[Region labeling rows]
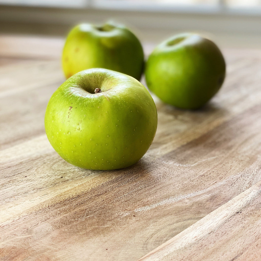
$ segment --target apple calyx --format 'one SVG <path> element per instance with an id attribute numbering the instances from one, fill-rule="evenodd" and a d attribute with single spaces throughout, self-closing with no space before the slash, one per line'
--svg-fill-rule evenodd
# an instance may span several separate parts
<path id="1" fill-rule="evenodd" d="M 102 90 L 99 88 L 96 88 L 94 90 L 95 93 L 98 93 L 99 92 L 102 92 Z"/>

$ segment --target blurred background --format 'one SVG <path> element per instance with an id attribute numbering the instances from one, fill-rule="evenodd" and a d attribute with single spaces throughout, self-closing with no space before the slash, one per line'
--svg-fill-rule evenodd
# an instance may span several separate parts
<path id="1" fill-rule="evenodd" d="M 0 0 L 0 33 L 65 37 L 80 22 L 108 20 L 156 44 L 201 33 L 221 47 L 259 48 L 261 0 Z"/>

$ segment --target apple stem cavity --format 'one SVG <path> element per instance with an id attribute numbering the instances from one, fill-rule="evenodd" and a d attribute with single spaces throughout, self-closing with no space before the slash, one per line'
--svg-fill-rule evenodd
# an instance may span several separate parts
<path id="1" fill-rule="evenodd" d="M 99 92 L 102 92 L 102 90 L 99 88 L 96 88 L 94 90 L 95 93 L 98 93 Z"/>

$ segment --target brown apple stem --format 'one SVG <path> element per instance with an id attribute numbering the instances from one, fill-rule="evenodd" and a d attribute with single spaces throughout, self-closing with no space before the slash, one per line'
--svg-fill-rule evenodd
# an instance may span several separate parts
<path id="1" fill-rule="evenodd" d="M 96 88 L 94 90 L 94 93 L 98 93 L 99 92 L 101 92 L 102 90 L 99 88 Z"/>

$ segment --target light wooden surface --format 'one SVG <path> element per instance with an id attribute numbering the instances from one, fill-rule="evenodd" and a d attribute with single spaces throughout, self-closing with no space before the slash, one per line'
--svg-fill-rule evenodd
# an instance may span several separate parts
<path id="1" fill-rule="evenodd" d="M 144 156 L 94 171 L 65 162 L 45 134 L 62 45 L 0 37 L 0 260 L 260 256 L 261 50 L 223 50 L 225 84 L 200 110 L 153 97 L 158 127 Z"/>

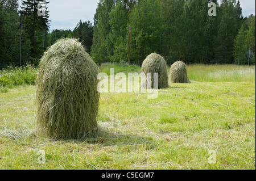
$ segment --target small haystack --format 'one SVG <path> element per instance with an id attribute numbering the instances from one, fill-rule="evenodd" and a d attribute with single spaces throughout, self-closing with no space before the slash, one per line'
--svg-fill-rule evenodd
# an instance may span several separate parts
<path id="1" fill-rule="evenodd" d="M 179 61 L 171 66 L 170 82 L 171 83 L 190 83 L 188 78 L 187 66 L 183 62 Z"/>
<path id="2" fill-rule="evenodd" d="M 158 73 L 158 89 L 168 87 L 167 66 L 164 58 L 156 53 L 151 53 L 146 58 L 142 64 L 142 73 L 146 75 L 151 73 L 151 87 L 154 88 L 154 73 Z M 146 82 L 146 83 L 145 83 Z M 142 80 L 141 87 L 147 88 L 147 82 Z"/>

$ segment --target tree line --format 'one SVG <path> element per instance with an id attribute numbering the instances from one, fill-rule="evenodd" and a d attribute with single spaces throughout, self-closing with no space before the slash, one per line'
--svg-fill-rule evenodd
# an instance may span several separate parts
<path id="1" fill-rule="evenodd" d="M 209 2 L 216 16 L 209 15 Z M 169 65 L 255 65 L 255 15 L 243 17 L 239 1 L 100 0 L 93 24 L 80 21 L 73 31 L 51 32 L 47 7 L 39 16 L 39 3 L 49 2 L 23 0 L 20 11 L 18 0 L 0 0 L 0 68 L 19 65 L 20 37 L 22 65 L 38 65 L 47 48 L 63 37 L 79 39 L 98 64 L 127 61 L 129 26 L 132 64 L 141 65 L 156 52 Z"/>
<path id="2" fill-rule="evenodd" d="M 255 64 L 255 15 L 243 18 L 239 1 L 100 0 L 94 20 L 91 54 L 100 63 L 127 61 L 130 26 L 134 64 L 156 52 L 170 65 Z"/>

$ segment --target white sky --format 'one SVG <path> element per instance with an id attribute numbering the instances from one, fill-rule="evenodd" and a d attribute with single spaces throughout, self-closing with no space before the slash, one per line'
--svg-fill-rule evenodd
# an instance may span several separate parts
<path id="1" fill-rule="evenodd" d="M 20 3 L 21 0 L 19 0 Z M 48 0 L 50 29 L 73 30 L 77 23 L 89 20 L 93 24 L 99 0 Z M 220 0 L 219 0 L 220 2 Z M 255 0 L 240 0 L 243 16 L 255 14 Z"/>

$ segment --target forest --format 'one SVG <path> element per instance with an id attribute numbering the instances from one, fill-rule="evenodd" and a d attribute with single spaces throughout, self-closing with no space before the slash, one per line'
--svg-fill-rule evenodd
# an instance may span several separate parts
<path id="1" fill-rule="evenodd" d="M 208 14 L 210 2 L 216 5 L 216 16 Z M 39 3 L 46 5 L 45 16 L 38 15 Z M 255 65 L 255 15 L 243 17 L 239 1 L 100 0 L 94 22 L 51 31 L 48 6 L 23 0 L 19 8 L 18 0 L 0 1 L 0 69 L 36 66 L 47 47 L 63 37 L 78 39 L 98 65 L 127 62 L 129 27 L 133 64 L 141 65 L 155 52 L 169 65 L 179 60 Z"/>

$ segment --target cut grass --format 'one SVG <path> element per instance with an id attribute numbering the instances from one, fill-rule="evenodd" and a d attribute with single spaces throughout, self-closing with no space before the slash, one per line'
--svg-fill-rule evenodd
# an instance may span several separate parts
<path id="1" fill-rule="evenodd" d="M 35 86 L 0 93 L 0 169 L 255 169 L 255 78 L 195 79 L 170 84 L 156 99 L 101 94 L 100 133 L 82 140 L 35 133 Z"/>

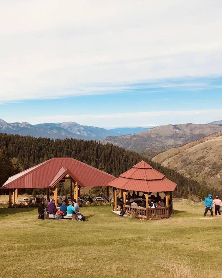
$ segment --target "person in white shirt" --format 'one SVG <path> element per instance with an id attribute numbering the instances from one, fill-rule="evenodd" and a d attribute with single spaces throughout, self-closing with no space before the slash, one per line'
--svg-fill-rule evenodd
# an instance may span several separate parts
<path id="1" fill-rule="evenodd" d="M 133 202 L 131 203 L 131 207 L 137 207 L 137 204 L 136 203 L 135 201 L 135 200 L 134 199 L 133 200 Z"/>

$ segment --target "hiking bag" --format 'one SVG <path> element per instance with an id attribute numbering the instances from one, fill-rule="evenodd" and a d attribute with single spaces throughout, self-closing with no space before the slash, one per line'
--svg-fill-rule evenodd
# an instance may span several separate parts
<path id="1" fill-rule="evenodd" d="M 56 220 L 60 220 L 63 219 L 62 213 L 56 213 Z"/>
<path id="2" fill-rule="evenodd" d="M 77 221 L 85 221 L 85 217 L 83 214 L 80 213 L 80 214 L 76 215 L 76 220 Z"/>

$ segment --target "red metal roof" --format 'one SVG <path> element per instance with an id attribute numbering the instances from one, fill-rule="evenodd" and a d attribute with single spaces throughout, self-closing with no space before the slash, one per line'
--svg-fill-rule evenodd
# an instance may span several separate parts
<path id="1" fill-rule="evenodd" d="M 108 185 L 120 189 L 142 192 L 173 191 L 177 186 L 143 160 Z"/>
<path id="2" fill-rule="evenodd" d="M 67 174 L 81 186 L 107 186 L 116 178 L 70 158 L 52 158 L 10 177 L 1 188 L 54 187 Z"/>

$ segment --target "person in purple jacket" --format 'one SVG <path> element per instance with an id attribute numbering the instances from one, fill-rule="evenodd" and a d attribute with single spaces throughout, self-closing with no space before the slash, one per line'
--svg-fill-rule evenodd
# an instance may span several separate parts
<path id="1" fill-rule="evenodd" d="M 51 213 L 52 214 L 55 215 L 57 211 L 57 210 L 56 204 L 53 202 L 53 198 L 51 198 L 50 202 L 48 203 L 47 210 L 49 212 L 49 213 Z"/>

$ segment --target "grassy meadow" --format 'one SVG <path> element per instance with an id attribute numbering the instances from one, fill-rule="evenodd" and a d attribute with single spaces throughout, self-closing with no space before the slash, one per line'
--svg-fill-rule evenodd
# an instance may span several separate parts
<path id="1" fill-rule="evenodd" d="M 83 208 L 85 222 L 0 208 L 0 277 L 220 277 L 222 219 L 198 220 L 203 204 L 174 206 L 171 219 L 149 221 Z"/>

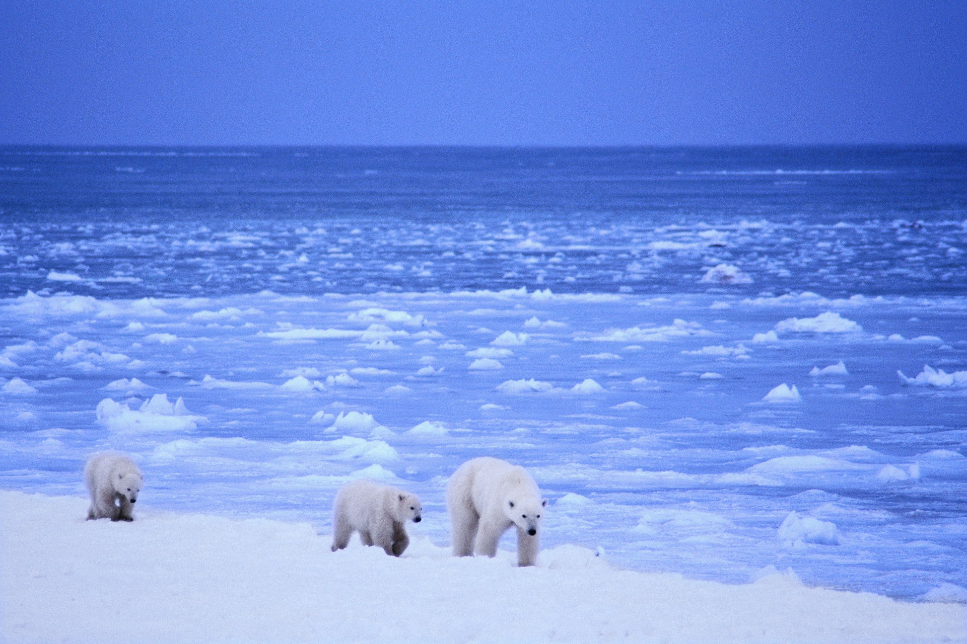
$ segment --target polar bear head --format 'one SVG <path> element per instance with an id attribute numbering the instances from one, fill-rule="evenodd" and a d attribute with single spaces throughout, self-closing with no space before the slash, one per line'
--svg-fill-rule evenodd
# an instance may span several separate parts
<path id="1" fill-rule="evenodd" d="M 547 499 L 525 494 L 517 499 L 507 499 L 504 504 L 504 516 L 533 537 L 541 527 L 542 511 L 546 507 Z"/>
<path id="2" fill-rule="evenodd" d="M 397 491 L 396 497 L 396 520 L 400 522 L 412 520 L 414 523 L 419 523 L 423 519 L 421 516 L 423 504 L 420 503 L 420 497 L 403 491 Z"/>
<path id="3" fill-rule="evenodd" d="M 130 467 L 119 467 L 111 474 L 114 491 L 123 496 L 129 503 L 137 501 L 137 493 L 141 491 L 141 473 Z"/>

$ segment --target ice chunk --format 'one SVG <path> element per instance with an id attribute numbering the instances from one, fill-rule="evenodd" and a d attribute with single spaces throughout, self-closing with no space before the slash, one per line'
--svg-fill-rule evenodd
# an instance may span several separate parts
<path id="1" fill-rule="evenodd" d="M 25 380 L 19 378 L 12 378 L 10 381 L 3 385 L 3 389 L 0 391 L 12 396 L 29 396 L 31 394 L 38 393 L 37 387 L 28 384 Z"/>
<path id="2" fill-rule="evenodd" d="M 967 387 L 967 371 L 955 371 L 948 374 L 943 369 L 934 369 L 928 365 L 923 365 L 923 371 L 914 378 L 907 378 L 903 372 L 898 371 L 896 375 L 900 378 L 900 382 L 908 385 L 937 387 L 938 389 Z"/>
<path id="3" fill-rule="evenodd" d="M 513 333 L 513 331 L 504 331 L 496 338 L 490 341 L 490 344 L 495 347 L 516 347 L 523 345 L 530 338 L 526 333 Z"/>
<path id="4" fill-rule="evenodd" d="M 372 432 L 381 427 L 383 426 L 376 422 L 372 414 L 363 411 L 340 411 L 332 426 L 326 429 L 326 433 L 329 434 L 336 431 L 355 433 Z"/>
<path id="5" fill-rule="evenodd" d="M 497 385 L 497 391 L 505 394 L 526 394 L 533 392 L 548 392 L 554 390 L 554 385 L 542 380 L 530 379 L 505 380 Z"/>
<path id="6" fill-rule="evenodd" d="M 410 428 L 407 434 L 412 436 L 446 436 L 450 432 L 447 425 L 435 420 L 425 420 L 424 422 Z"/>
<path id="7" fill-rule="evenodd" d="M 821 544 L 824 546 L 838 546 L 839 534 L 836 524 L 812 517 L 800 517 L 795 511 L 790 512 L 778 528 L 779 541 L 786 546 L 802 546 L 803 544 Z"/>
<path id="8" fill-rule="evenodd" d="M 803 399 L 799 395 L 796 385 L 790 387 L 785 382 L 777 385 L 768 394 L 762 397 L 767 403 L 802 403 Z"/>
<path id="9" fill-rule="evenodd" d="M 330 376 L 330 378 L 332 378 L 332 376 Z M 309 380 L 305 376 L 296 376 L 295 378 L 290 378 L 278 385 L 278 388 L 282 391 L 308 393 L 310 391 L 325 391 L 326 385 L 319 380 Z"/>
<path id="10" fill-rule="evenodd" d="M 838 313 L 827 311 L 815 318 L 788 318 L 776 324 L 776 330 L 790 333 L 858 333 L 863 327 Z"/>
<path id="11" fill-rule="evenodd" d="M 467 367 L 470 371 L 492 371 L 503 368 L 504 365 L 500 363 L 500 360 L 494 360 L 493 358 L 477 358 Z"/>
<path id="12" fill-rule="evenodd" d="M 731 264 L 719 264 L 709 270 L 698 280 L 703 284 L 751 284 L 752 278 L 739 266 Z"/>
<path id="13" fill-rule="evenodd" d="M 79 275 L 74 273 L 62 273 L 56 270 L 51 270 L 47 273 L 47 279 L 51 282 L 83 282 L 84 279 Z"/>
<path id="14" fill-rule="evenodd" d="M 813 367 L 812 370 L 809 371 L 809 376 L 813 378 L 818 378 L 820 376 L 849 376 L 849 372 L 846 371 L 846 365 L 842 360 L 840 360 L 835 365 L 823 367 L 822 369 L 819 367 Z"/>
<path id="15" fill-rule="evenodd" d="M 600 394 L 605 391 L 604 387 L 590 378 L 584 378 L 571 388 L 575 394 Z"/>

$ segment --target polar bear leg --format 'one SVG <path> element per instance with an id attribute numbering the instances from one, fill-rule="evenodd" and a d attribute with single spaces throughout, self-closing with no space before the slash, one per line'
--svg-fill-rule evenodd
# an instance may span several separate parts
<path id="1" fill-rule="evenodd" d="M 377 530 L 374 530 L 372 534 L 373 545 L 383 548 L 383 550 L 391 556 L 394 554 L 393 534 L 394 529 L 392 523 L 386 526 L 380 526 Z"/>
<path id="2" fill-rule="evenodd" d="M 401 555 L 406 551 L 406 546 L 410 545 L 409 535 L 402 523 L 394 521 L 393 523 L 393 554 Z"/>
<path id="3" fill-rule="evenodd" d="M 336 525 L 333 529 L 333 552 L 341 550 L 349 545 L 349 539 L 353 536 L 353 528 L 345 517 L 339 516 L 336 518 Z"/>
<path id="4" fill-rule="evenodd" d="M 118 518 L 121 519 L 122 521 L 134 520 L 134 518 L 132 516 L 132 512 L 133 510 L 134 507 L 132 505 L 132 503 L 128 499 L 122 498 L 121 507 L 119 508 L 118 512 Z"/>
<path id="5" fill-rule="evenodd" d="M 507 530 L 507 525 L 504 521 L 481 521 L 477 532 L 475 552 L 485 554 L 488 557 L 496 556 L 497 545 L 505 530 Z"/>
<path id="6" fill-rule="evenodd" d="M 533 566 L 538 560 L 540 549 L 538 537 L 530 536 L 519 526 L 517 527 L 517 566 Z"/>
<path id="7" fill-rule="evenodd" d="M 477 538 L 480 517 L 473 510 L 452 509 L 450 523 L 454 530 L 454 556 L 469 557 L 474 553 L 474 540 Z"/>
<path id="8" fill-rule="evenodd" d="M 91 509 L 94 511 L 95 518 L 109 518 L 112 521 L 118 519 L 118 507 L 114 505 L 113 494 L 98 494 L 91 501 Z"/>

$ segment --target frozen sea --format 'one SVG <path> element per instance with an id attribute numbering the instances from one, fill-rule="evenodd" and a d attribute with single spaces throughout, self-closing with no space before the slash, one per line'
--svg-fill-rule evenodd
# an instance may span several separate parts
<path id="1" fill-rule="evenodd" d="M 0 148 L 0 487 L 967 601 L 967 149 Z M 510 547 L 510 538 L 505 546 Z"/>

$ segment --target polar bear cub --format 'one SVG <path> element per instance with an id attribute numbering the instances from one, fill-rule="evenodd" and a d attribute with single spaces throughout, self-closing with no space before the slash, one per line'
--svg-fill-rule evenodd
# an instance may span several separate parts
<path id="1" fill-rule="evenodd" d="M 333 552 L 344 548 L 358 531 L 365 545 L 398 557 L 410 545 L 406 521 L 419 523 L 422 512 L 416 494 L 363 479 L 347 483 L 333 503 Z"/>
<path id="2" fill-rule="evenodd" d="M 547 499 L 519 465 L 481 457 L 467 461 L 450 477 L 447 509 L 454 531 L 454 556 L 497 554 L 501 536 L 517 528 L 517 565 L 538 558 L 541 514 Z"/>
<path id="3" fill-rule="evenodd" d="M 142 481 L 137 464 L 124 454 L 95 454 L 84 467 L 84 482 L 91 492 L 87 518 L 134 520 L 132 511 L 141 491 Z"/>

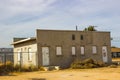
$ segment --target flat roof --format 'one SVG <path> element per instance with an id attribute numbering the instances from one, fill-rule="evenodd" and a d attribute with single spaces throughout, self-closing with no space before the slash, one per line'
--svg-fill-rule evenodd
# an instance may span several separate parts
<path id="1" fill-rule="evenodd" d="M 111 52 L 120 52 L 120 48 L 111 48 Z"/>
<path id="2" fill-rule="evenodd" d="M 22 40 L 13 42 L 12 45 L 22 43 L 22 42 L 26 42 L 26 41 L 30 41 L 30 40 L 36 40 L 36 38 L 35 37 L 30 37 L 30 38 L 22 39 Z"/>

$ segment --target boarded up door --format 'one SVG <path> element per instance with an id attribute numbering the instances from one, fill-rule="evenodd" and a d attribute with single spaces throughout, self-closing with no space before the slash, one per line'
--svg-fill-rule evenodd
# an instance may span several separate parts
<path id="1" fill-rule="evenodd" d="M 102 57 L 103 57 L 103 62 L 107 63 L 108 55 L 107 55 L 107 47 L 106 46 L 102 47 Z"/>
<path id="2" fill-rule="evenodd" d="M 43 66 L 49 65 L 49 48 L 48 47 L 42 47 L 42 62 L 43 62 Z"/>

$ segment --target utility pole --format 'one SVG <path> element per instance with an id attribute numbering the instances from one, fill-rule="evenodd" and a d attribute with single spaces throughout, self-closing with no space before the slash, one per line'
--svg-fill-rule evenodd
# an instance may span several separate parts
<path id="1" fill-rule="evenodd" d="M 78 30 L 78 27 L 77 27 L 77 25 L 76 25 L 76 31 Z"/>

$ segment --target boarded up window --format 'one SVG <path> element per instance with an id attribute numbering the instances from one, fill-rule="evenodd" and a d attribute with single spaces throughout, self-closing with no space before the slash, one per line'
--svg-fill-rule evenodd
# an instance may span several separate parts
<path id="1" fill-rule="evenodd" d="M 21 53 L 21 51 L 19 50 L 19 51 L 18 51 L 18 54 L 17 54 L 17 60 L 18 60 L 18 61 L 20 61 L 20 53 Z"/>
<path id="2" fill-rule="evenodd" d="M 75 35 L 74 34 L 72 35 L 72 40 L 75 40 Z"/>
<path id="3" fill-rule="evenodd" d="M 85 54 L 85 47 L 81 46 L 80 49 L 81 49 L 81 55 L 84 55 Z"/>
<path id="4" fill-rule="evenodd" d="M 97 47 L 96 47 L 96 46 L 93 46 L 93 47 L 92 47 L 92 52 L 93 52 L 93 54 L 96 54 L 96 53 L 97 53 Z"/>
<path id="5" fill-rule="evenodd" d="M 73 47 L 72 47 L 72 55 L 75 55 L 75 52 L 76 52 L 76 51 L 75 51 L 75 47 L 73 46 Z"/>
<path id="6" fill-rule="evenodd" d="M 31 48 L 28 48 L 28 60 L 32 61 L 32 50 L 31 50 Z"/>
<path id="7" fill-rule="evenodd" d="M 62 55 L 62 48 L 56 47 L 56 55 Z"/>
<path id="8" fill-rule="evenodd" d="M 83 40 L 83 35 L 80 35 L 80 40 Z"/>

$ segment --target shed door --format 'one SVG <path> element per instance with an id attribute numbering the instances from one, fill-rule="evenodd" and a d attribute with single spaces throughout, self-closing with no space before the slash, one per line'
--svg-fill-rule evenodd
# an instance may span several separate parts
<path id="1" fill-rule="evenodd" d="M 42 62 L 43 66 L 49 65 L 49 48 L 42 47 Z"/>
<path id="2" fill-rule="evenodd" d="M 108 55 L 107 55 L 107 47 L 106 46 L 102 47 L 102 57 L 103 57 L 103 62 L 107 63 Z"/>

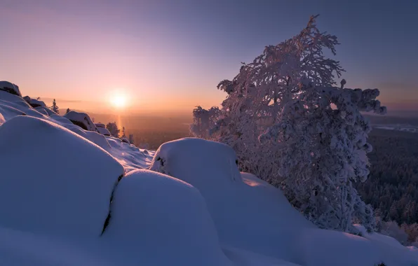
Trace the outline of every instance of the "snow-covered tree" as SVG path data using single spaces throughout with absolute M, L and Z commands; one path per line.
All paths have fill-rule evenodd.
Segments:
M 57 102 L 55 102 L 55 99 L 54 99 L 53 101 L 53 106 L 50 107 L 50 109 L 57 113 L 60 113 L 60 110 L 58 108 L 59 108 L 59 107 L 57 105 Z
M 121 130 L 118 128 L 118 125 L 116 125 L 116 122 L 108 122 L 107 125 L 106 125 L 106 128 L 107 130 L 109 130 L 110 134 L 112 136 L 114 136 L 115 138 L 119 137 L 119 132 L 121 132 Z
M 131 144 L 135 144 L 135 141 L 133 141 L 133 134 L 129 134 L 129 143 Z
M 281 186 L 289 201 L 321 227 L 368 230 L 372 210 L 353 183 L 368 175 L 371 130 L 361 111 L 384 113 L 379 90 L 335 87 L 344 69 L 324 55 L 335 55 L 337 37 L 321 33 L 311 18 L 296 36 L 267 46 L 218 89 L 222 108 L 194 110 L 195 136 L 234 148 L 241 170 Z

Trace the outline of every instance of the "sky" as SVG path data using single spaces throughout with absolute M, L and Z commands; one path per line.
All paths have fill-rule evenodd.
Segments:
M 418 110 L 418 1 L 0 0 L 0 80 L 60 108 L 135 113 L 217 106 L 241 62 L 298 34 L 311 15 L 338 37 L 346 87 Z

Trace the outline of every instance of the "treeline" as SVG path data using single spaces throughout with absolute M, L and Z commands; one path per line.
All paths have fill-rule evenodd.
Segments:
M 377 216 L 398 225 L 418 223 L 418 134 L 373 129 L 370 174 L 357 190 Z

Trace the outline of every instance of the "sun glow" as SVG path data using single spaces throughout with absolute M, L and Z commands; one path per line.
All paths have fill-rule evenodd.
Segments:
M 123 108 L 126 106 L 128 98 L 122 93 L 115 93 L 109 99 L 110 103 L 114 107 L 118 108 Z

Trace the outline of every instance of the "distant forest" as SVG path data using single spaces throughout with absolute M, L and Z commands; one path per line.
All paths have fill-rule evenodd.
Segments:
M 184 122 L 187 120 L 184 118 L 135 118 L 130 120 L 139 125 L 132 127 L 130 122 L 127 131 L 134 134 L 137 144 L 147 143 L 149 149 L 156 150 L 164 142 L 189 136 Z M 369 118 L 372 125 L 418 126 L 416 118 L 379 115 Z M 418 223 L 418 133 L 375 128 L 369 142 L 373 146 L 369 154 L 370 174 L 365 183 L 356 184 L 362 198 L 372 204 L 376 215 L 384 220 L 395 220 L 399 225 Z
M 385 120 L 382 124 L 394 122 Z M 362 198 L 384 220 L 418 223 L 418 134 L 373 129 L 369 142 L 373 146 L 370 174 L 357 184 Z

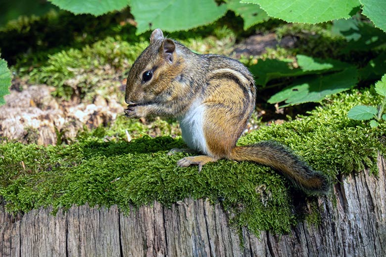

**EXERCISE GOAL**
Return the lines from the one containing "boarded up window" through the one containing "85 54 L 85 47", both included, with every character unchanged.

**TASK SOLUTION**
$ segment --target boarded up window --format 'one SVG <path> element per instance with an id attribute numbering the instances from one, fill-rule="evenodd" and a d attribute with single spaces throughout, self-closing with no space before the slash, one per line'
--svg-fill-rule evenodd
# an instance may span several separate parts
<path id="1" fill-rule="evenodd" d="M 21 53 L 21 51 L 19 50 L 19 51 L 18 51 L 18 54 L 17 54 L 17 60 L 18 60 L 18 61 L 20 61 L 20 53 Z"/>
<path id="2" fill-rule="evenodd" d="M 75 35 L 74 34 L 72 35 L 72 40 L 75 40 Z"/>
<path id="3" fill-rule="evenodd" d="M 85 54 L 85 47 L 81 46 L 80 49 L 81 49 L 81 55 L 84 55 Z"/>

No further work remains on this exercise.